OBJECTIVE: Recast every line of the items below as a JSON list of strings, one string per line, leaving out blank lines.

LISTED ENTRIES:
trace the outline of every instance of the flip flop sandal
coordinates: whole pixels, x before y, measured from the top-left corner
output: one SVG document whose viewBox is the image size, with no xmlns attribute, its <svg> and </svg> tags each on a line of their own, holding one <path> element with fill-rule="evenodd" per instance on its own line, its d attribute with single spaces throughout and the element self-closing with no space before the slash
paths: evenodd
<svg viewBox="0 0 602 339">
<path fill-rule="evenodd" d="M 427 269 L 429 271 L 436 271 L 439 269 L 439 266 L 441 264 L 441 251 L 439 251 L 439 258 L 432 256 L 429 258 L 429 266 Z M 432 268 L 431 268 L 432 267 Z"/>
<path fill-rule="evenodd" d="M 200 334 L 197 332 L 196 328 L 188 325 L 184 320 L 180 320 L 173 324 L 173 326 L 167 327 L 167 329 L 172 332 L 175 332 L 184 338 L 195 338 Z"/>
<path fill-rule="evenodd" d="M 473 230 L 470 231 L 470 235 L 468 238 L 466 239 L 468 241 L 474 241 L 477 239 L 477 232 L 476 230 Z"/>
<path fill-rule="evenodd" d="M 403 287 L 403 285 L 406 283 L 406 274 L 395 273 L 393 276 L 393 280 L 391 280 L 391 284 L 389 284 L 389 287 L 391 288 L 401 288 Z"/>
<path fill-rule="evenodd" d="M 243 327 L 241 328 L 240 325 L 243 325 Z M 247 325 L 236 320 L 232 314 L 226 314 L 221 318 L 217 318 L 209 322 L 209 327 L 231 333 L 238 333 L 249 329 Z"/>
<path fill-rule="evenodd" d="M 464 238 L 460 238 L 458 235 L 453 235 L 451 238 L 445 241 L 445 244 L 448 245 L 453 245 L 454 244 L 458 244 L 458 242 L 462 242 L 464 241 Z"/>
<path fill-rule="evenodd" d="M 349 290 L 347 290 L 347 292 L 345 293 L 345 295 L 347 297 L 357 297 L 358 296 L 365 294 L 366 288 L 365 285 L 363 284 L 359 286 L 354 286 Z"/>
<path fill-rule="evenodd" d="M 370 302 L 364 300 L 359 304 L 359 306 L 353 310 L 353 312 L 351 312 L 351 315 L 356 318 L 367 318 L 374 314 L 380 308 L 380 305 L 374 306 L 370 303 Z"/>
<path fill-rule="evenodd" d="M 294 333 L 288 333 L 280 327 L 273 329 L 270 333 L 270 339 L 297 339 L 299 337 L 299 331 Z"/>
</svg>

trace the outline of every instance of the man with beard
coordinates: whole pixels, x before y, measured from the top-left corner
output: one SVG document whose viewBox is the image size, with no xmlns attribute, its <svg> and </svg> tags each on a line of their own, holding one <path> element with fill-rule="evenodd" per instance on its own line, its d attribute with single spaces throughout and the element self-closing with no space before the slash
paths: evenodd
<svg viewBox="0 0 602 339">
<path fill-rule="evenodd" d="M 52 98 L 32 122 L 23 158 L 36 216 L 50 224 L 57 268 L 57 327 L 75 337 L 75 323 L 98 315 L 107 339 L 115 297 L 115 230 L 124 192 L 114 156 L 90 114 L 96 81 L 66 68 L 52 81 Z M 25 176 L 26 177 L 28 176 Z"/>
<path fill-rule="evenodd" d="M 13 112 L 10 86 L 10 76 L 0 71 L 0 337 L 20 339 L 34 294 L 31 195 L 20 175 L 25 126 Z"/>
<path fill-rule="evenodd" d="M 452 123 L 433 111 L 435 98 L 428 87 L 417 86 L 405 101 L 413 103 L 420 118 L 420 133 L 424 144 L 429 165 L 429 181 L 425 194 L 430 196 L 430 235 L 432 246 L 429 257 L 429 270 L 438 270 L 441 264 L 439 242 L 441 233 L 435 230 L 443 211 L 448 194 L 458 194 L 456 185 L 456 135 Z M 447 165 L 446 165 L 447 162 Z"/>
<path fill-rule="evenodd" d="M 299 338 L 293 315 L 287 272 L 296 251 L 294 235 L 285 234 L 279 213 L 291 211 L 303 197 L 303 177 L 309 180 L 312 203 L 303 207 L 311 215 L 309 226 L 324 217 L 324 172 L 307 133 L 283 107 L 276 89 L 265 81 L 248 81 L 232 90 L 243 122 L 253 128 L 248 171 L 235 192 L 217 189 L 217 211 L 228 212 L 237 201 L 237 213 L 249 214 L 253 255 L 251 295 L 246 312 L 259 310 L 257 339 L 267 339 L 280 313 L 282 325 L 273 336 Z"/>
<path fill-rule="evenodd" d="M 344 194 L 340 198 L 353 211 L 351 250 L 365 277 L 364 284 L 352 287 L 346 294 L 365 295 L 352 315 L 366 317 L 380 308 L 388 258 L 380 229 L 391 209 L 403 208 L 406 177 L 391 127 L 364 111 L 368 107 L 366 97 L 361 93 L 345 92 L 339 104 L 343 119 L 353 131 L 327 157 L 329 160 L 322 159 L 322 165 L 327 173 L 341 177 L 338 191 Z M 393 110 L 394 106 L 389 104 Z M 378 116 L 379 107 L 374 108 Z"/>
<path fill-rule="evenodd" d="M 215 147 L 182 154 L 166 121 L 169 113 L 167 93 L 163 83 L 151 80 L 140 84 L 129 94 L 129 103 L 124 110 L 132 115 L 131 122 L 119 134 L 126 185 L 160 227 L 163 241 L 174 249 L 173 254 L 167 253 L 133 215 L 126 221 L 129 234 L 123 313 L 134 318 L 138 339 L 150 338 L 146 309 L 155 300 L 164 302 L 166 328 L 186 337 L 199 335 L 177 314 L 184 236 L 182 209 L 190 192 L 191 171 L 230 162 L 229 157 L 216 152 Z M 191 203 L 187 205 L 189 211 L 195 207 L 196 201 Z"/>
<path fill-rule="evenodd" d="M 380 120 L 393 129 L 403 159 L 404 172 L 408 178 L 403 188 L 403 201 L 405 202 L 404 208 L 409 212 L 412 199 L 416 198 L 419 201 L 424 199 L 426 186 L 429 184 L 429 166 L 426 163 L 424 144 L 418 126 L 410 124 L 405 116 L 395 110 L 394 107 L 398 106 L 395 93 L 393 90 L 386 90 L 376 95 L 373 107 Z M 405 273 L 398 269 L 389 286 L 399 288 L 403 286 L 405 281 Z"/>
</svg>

EXERCISE OUTPUT:
[
  "trace the outline of every instance of the flip flop sandal",
  "coordinates: whole pixels, x before y, measured from the top-left corner",
  "output: one SVG document whose viewBox is the image size, with no xmlns attribute, its <svg> and </svg> tags each on a line of their own, holding one <path> element with fill-rule=\"evenodd\" per instance on its own line, its d attribute with single spaces throughout and the element self-closing with no space before the slash",
  "paths: evenodd",
  "<svg viewBox=\"0 0 602 339\">",
  "<path fill-rule=\"evenodd\" d=\"M 427 269 L 429 271 L 436 271 L 439 269 L 439 266 L 441 264 L 441 251 L 439 251 L 439 258 L 432 256 L 429 258 L 429 266 Z M 432 268 L 431 268 L 432 267 Z\"/>",
  "<path fill-rule=\"evenodd\" d=\"M 200 334 L 197 332 L 196 328 L 188 325 L 184 320 L 180 320 L 173 324 L 173 326 L 167 327 L 167 329 L 172 332 L 175 332 L 184 338 L 195 338 Z\"/>",
  "<path fill-rule=\"evenodd\" d=\"M 473 230 L 470 231 L 470 235 L 468 238 L 466 239 L 468 241 L 474 241 L 477 239 L 477 232 L 476 230 Z\"/>",
  "<path fill-rule=\"evenodd\" d=\"M 403 287 L 403 285 L 406 283 L 406 274 L 395 273 L 393 276 L 393 280 L 391 280 L 391 284 L 389 284 L 389 287 L 391 288 L 401 288 Z\"/>",
  "<path fill-rule=\"evenodd\" d=\"M 243 327 L 241 328 L 240 325 L 243 325 Z M 247 325 L 236 320 L 232 314 L 226 314 L 221 318 L 217 318 L 209 322 L 209 327 L 231 333 L 238 333 L 249 329 Z\"/>",
  "<path fill-rule=\"evenodd\" d=\"M 464 238 L 460 238 L 458 235 L 453 235 L 451 238 L 445 241 L 445 244 L 448 245 L 453 245 L 454 244 L 458 244 L 458 242 L 462 242 L 464 241 Z\"/>",
  "<path fill-rule=\"evenodd\" d=\"M 349 290 L 347 290 L 347 292 L 345 293 L 345 295 L 347 297 L 357 297 L 358 296 L 365 294 L 366 288 L 365 285 L 363 284 L 359 286 L 354 286 Z\"/>",
  "<path fill-rule=\"evenodd\" d=\"M 370 302 L 364 300 L 359 304 L 359 306 L 353 310 L 353 312 L 351 312 L 351 315 L 356 318 L 367 318 L 374 314 L 380 308 L 380 305 L 374 306 L 370 303 Z\"/>",
  "<path fill-rule=\"evenodd\" d=\"M 294 333 L 288 333 L 280 327 L 273 329 L 270 333 L 270 339 L 297 339 L 299 337 L 299 331 Z\"/>",
  "</svg>",
  "trace the outline of every instance of the man with beard",
  "coordinates: whole pixels, x before y, measured from the top-left corner",
  "output: one SVG document whose viewBox is the image size, with no xmlns attribute, its <svg> and </svg> tags each on a line of their own, holding one <path> element with fill-rule=\"evenodd\" per instance on its own line, its d attribute with single spaces throughout and the element self-closing with no space before the slash",
  "paths: evenodd",
  "<svg viewBox=\"0 0 602 339\">",
  "<path fill-rule=\"evenodd\" d=\"M 52 98 L 32 122 L 23 158 L 36 216 L 50 224 L 57 268 L 57 327 L 75 337 L 75 323 L 98 315 L 107 339 L 115 297 L 115 230 L 124 192 L 114 156 L 90 114 L 96 81 L 66 68 L 52 81 Z M 25 176 L 26 177 L 28 176 Z\"/>",
  "<path fill-rule=\"evenodd\" d=\"M 13 112 L 10 86 L 10 76 L 0 71 L 0 337 L 20 339 L 34 294 L 31 195 L 20 175 L 25 126 Z\"/>",
  "<path fill-rule=\"evenodd\" d=\"M 452 123 L 433 111 L 435 98 L 428 87 L 417 86 L 405 101 L 413 103 L 420 118 L 420 133 L 424 144 L 429 165 L 429 181 L 425 194 L 430 196 L 430 235 L 432 246 L 429 257 L 429 270 L 438 270 L 441 264 L 439 242 L 441 233 L 435 230 L 443 211 L 448 194 L 458 194 L 456 185 L 456 135 Z M 447 165 L 446 165 L 447 162 Z\"/>",
  "<path fill-rule=\"evenodd\" d=\"M 299 338 L 293 315 L 287 272 L 296 251 L 294 235 L 285 234 L 279 213 L 291 211 L 303 197 L 303 177 L 309 180 L 312 203 L 303 207 L 311 215 L 309 226 L 324 217 L 324 172 L 307 133 L 283 107 L 276 89 L 265 81 L 248 81 L 232 90 L 243 122 L 253 128 L 248 171 L 235 192 L 217 189 L 217 211 L 228 212 L 237 201 L 237 213 L 249 214 L 253 255 L 251 295 L 246 312 L 259 310 L 257 339 L 267 339 L 280 313 L 282 325 L 273 336 Z\"/>",
  "<path fill-rule=\"evenodd\" d=\"M 344 194 L 340 198 L 353 211 L 351 250 L 365 277 L 364 284 L 352 287 L 346 294 L 365 295 L 352 315 L 366 317 L 380 308 L 388 258 L 380 229 L 391 209 L 403 208 L 406 177 L 391 127 L 364 111 L 368 107 L 366 97 L 361 93 L 345 92 L 339 104 L 343 119 L 353 131 L 327 157 L 329 160 L 322 159 L 322 165 L 327 173 L 341 177 L 338 191 Z M 393 110 L 394 106 L 389 104 Z M 378 116 L 379 107 L 374 108 Z\"/>",
  "<path fill-rule=\"evenodd\" d=\"M 215 147 L 182 154 L 166 121 L 169 113 L 167 93 L 163 83 L 151 80 L 140 84 L 129 94 L 129 103 L 124 110 L 132 115 L 131 122 L 119 134 L 126 185 L 160 227 L 163 241 L 174 249 L 173 254 L 167 253 L 133 215 L 126 221 L 129 234 L 123 313 L 134 318 L 138 339 L 150 338 L 146 309 L 155 300 L 164 302 L 166 328 L 186 337 L 199 335 L 177 314 L 184 236 L 182 209 L 190 192 L 191 171 L 230 162 L 229 157 L 216 152 Z M 191 203 L 187 205 L 189 211 L 195 207 L 196 201 Z\"/>",
  "<path fill-rule=\"evenodd\" d=\"M 380 120 L 393 129 L 403 159 L 404 172 L 408 178 L 403 188 L 403 201 L 405 202 L 404 208 L 409 212 L 412 199 L 416 198 L 419 201 L 424 199 L 426 186 L 429 184 L 429 166 L 426 163 L 424 144 L 418 126 L 410 124 L 405 116 L 395 110 L 394 107 L 398 106 L 395 93 L 393 90 L 386 90 L 376 95 L 373 107 Z M 405 273 L 398 269 L 389 286 L 399 288 L 403 286 L 405 281 Z\"/>",
  "</svg>"
]